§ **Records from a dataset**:
┌──

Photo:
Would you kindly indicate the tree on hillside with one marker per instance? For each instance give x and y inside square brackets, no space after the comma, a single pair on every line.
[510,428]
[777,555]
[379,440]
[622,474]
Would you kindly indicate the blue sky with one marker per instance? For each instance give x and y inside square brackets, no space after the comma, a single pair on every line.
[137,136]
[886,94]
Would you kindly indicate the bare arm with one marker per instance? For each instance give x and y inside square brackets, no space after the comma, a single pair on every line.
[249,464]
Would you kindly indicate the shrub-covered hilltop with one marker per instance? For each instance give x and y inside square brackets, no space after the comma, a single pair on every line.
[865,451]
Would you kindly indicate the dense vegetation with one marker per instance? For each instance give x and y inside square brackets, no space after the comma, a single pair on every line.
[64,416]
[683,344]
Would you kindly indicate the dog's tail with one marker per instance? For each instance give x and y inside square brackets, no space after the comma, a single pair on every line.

└──
┌──

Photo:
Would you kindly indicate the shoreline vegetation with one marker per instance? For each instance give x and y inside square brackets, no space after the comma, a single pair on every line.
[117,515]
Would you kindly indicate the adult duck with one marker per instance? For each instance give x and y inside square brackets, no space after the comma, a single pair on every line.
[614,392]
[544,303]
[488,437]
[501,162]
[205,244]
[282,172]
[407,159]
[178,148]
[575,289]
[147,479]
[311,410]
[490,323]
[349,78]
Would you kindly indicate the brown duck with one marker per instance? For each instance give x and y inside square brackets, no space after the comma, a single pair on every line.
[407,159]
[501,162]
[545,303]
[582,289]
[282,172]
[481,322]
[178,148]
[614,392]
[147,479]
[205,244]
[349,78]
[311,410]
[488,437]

└──

§ **What to produce**:
Write out exactly the lines that fall from the line with "Would you kindly indicate the dense" to the line with "Would you kindly indicate the dog's" in the records above, keeping both ends.

§ **Reply to the task**:
Would you kindly indicate the dense vegetation with one marker per instance? For each instance give x and y inside square brackets, no space after the comma, a single pair on every line.
[64,416]
[683,344]
Would you kindly indicate the dog's tail with one marker per instance? For each instance give x and y inside square brackets, no space after the comma, a single pair on every line.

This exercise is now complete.